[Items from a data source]
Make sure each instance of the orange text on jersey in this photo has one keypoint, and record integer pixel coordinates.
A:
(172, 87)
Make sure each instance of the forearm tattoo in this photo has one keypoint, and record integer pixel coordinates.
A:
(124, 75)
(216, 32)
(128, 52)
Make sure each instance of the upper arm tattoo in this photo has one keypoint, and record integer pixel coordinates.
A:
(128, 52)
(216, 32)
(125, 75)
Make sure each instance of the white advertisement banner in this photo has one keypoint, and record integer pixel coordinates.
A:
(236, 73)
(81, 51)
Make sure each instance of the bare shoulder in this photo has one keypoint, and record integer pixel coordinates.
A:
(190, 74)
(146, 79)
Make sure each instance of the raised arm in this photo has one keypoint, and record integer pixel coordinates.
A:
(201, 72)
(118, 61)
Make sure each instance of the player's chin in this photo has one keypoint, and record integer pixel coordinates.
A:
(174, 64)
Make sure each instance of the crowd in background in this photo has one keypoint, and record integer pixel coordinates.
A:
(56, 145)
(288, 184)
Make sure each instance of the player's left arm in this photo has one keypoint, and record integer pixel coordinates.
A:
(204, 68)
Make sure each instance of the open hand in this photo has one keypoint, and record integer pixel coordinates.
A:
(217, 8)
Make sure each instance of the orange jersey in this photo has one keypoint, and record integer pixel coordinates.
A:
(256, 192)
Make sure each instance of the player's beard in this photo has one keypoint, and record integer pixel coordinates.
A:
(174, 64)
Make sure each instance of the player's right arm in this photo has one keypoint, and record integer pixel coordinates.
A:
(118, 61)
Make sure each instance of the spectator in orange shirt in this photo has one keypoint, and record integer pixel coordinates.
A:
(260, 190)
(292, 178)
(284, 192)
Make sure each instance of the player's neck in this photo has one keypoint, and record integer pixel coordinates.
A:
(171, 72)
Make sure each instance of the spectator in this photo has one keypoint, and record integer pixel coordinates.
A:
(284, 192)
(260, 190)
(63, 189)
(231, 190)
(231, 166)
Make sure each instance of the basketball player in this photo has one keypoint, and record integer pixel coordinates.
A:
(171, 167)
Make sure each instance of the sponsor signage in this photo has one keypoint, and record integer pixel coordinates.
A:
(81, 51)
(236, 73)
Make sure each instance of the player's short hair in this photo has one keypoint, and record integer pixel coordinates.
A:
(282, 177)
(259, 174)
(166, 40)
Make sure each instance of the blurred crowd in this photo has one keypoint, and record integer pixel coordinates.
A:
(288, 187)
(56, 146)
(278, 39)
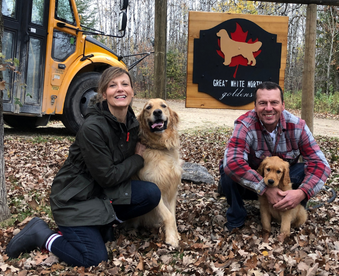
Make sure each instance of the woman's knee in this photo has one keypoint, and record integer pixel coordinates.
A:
(154, 194)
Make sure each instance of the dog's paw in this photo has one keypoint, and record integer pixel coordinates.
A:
(283, 236)
(172, 241)
(265, 236)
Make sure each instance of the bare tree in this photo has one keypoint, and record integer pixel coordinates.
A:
(4, 211)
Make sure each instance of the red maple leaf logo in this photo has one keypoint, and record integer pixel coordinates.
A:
(240, 36)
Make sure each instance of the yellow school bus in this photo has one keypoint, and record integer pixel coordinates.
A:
(59, 65)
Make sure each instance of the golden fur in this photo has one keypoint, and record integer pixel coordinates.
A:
(276, 174)
(162, 164)
(231, 48)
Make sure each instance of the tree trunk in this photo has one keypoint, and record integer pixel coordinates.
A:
(160, 31)
(307, 107)
(4, 211)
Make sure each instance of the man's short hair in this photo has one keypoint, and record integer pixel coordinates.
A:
(268, 85)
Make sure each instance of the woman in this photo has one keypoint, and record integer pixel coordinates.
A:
(94, 187)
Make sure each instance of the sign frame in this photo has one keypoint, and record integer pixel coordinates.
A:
(198, 21)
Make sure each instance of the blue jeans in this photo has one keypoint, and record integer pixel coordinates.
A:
(235, 193)
(85, 245)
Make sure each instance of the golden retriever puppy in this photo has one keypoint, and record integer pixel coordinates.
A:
(158, 131)
(231, 48)
(276, 174)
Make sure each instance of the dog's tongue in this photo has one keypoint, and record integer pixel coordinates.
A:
(157, 125)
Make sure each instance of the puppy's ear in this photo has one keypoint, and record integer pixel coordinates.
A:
(286, 177)
(262, 166)
(174, 118)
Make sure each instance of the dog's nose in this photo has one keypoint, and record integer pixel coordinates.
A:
(157, 112)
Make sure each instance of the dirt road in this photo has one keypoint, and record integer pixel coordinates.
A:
(196, 118)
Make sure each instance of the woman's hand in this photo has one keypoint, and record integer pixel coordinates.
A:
(140, 149)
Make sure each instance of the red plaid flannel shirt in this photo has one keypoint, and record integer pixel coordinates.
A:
(251, 143)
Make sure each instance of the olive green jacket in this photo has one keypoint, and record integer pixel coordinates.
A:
(98, 170)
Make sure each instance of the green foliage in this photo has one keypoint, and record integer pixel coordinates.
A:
(176, 75)
(323, 103)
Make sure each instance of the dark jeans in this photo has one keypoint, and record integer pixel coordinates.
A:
(235, 193)
(85, 245)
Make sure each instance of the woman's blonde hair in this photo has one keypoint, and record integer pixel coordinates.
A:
(109, 74)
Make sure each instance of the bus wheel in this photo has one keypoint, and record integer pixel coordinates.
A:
(22, 122)
(81, 90)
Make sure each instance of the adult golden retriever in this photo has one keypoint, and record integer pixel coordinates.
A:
(158, 131)
(276, 174)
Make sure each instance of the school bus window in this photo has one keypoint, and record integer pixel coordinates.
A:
(8, 8)
(64, 12)
(7, 48)
(33, 72)
(38, 12)
(63, 45)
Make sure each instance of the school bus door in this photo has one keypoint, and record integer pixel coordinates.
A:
(24, 38)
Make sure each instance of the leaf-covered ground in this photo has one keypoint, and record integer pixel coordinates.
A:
(205, 247)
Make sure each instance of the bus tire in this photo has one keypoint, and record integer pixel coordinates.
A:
(81, 90)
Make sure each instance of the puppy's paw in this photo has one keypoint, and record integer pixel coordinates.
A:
(173, 241)
(282, 237)
(265, 236)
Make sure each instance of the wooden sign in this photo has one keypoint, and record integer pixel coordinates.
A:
(230, 54)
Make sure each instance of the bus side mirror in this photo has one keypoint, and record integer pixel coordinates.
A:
(122, 21)
(123, 4)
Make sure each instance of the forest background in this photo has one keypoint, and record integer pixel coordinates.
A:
(139, 38)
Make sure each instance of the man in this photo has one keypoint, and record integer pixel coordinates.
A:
(269, 130)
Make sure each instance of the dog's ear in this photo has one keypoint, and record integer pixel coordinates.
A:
(262, 166)
(174, 118)
(286, 177)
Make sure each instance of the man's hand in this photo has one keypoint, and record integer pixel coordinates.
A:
(291, 199)
(273, 195)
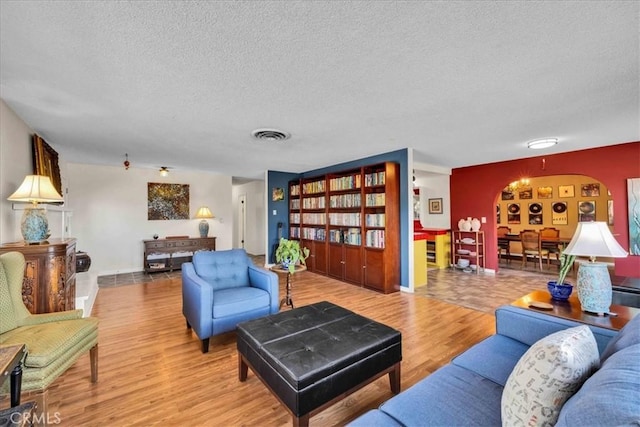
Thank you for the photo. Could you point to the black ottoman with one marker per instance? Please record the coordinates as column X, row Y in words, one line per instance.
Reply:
column 313, row 356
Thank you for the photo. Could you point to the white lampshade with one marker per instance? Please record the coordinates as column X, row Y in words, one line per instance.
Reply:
column 204, row 212
column 594, row 239
column 35, row 189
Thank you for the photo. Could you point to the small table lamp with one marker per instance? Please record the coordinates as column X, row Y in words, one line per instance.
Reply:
column 594, row 239
column 204, row 213
column 35, row 189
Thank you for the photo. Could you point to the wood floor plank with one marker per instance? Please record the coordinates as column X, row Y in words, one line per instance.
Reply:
column 152, row 372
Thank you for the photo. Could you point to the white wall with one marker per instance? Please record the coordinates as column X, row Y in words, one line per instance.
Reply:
column 110, row 212
column 16, row 162
column 254, row 236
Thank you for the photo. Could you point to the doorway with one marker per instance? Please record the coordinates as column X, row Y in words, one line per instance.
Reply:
column 242, row 220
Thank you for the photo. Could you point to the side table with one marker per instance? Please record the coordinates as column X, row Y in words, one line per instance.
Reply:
column 287, row 300
column 572, row 310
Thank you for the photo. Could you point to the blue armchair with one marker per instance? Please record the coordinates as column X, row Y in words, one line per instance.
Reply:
column 223, row 288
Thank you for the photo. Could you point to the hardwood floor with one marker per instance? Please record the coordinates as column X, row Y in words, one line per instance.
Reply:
column 152, row 372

#### Task brief:
Filter the records above for the string "orange" and copy each matching line.

#### Written reply:
Make sure each instance of the orange text on jersey in this photo has one keypoint, and record integer pixel coordinates.
Make sure each instance of the orange jersey in this photo has one keypoint, and record integer pixel coordinates.
Make sure each instance of the spectator in orange shirt in this photo has one keypoint, and record integer pixel coordinates.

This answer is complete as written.